● **Estratto**:
────────────────

Non si incorre nel divieto di frazionamento di quel credito che sia corrisposto mensilmente al condebitore

Corte di Cassazione, sezione seconda civile, Ordinanza 8 marzo 2019, n. 6803.

La massima estrapolata:

Non si incorre nel divieto di frazionamento di quel credito che, seppur faccia capo ad un credito più ampio, sia corrisposto mensilmente al condebitore. Difatti, pur facente parte di un importo maggiore, proprio il carattere periodico della singola rata conferisce alla stessa carattere di autonomia, in quanto conseguenza di accordo tra le parti.

────────────────

● **Dati forniti**:
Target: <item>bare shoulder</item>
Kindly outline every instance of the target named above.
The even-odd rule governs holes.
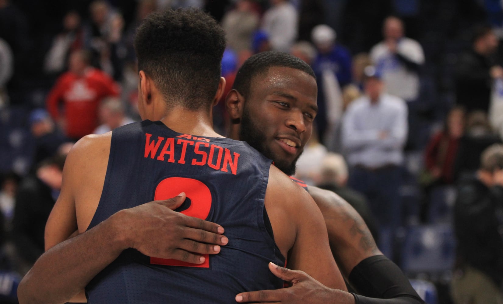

────────────────

● **Esercizi**:
• 1. Riscrivi il passo della massima sul frazionamento del credito che parte da "Corte di Cassazione, sezione" e finisce con "tra le parti.", sostituendo "mensilmente" con "annualmente".
• 2. Nella massima sul frazionamento del credito, per quale motivo la rata corrisposta mensilmente al condebitore non incorre nel divieto di frazionamento? Rispondi in una o due frasi.

● **Risposte attese**:
• 1.
Corte di Cassazione, sezione seconda civile, Ordinanza 8 marzo 2019, n. 6803.

La massima estrapolata:

Non si incorre nel divieto di frazionamento di quel credito che, seppur faccia capo ad un credito più ampio, sia corrisposto annualmente al condebitore. Difatti, pur facente parte di un importo maggiore, proprio il carattere periodico della singola rata conferisce alla stessa carattere di autonomia, in quanto conseguenza di accordo tra le parti.

• 2. La rata resta fuori dal divieto perché, pur facendo parte di un importo maggiore, ha carattere periodico. Questo le conferisce autonomia, in quanto è conseguenza di un accordo tra le parti.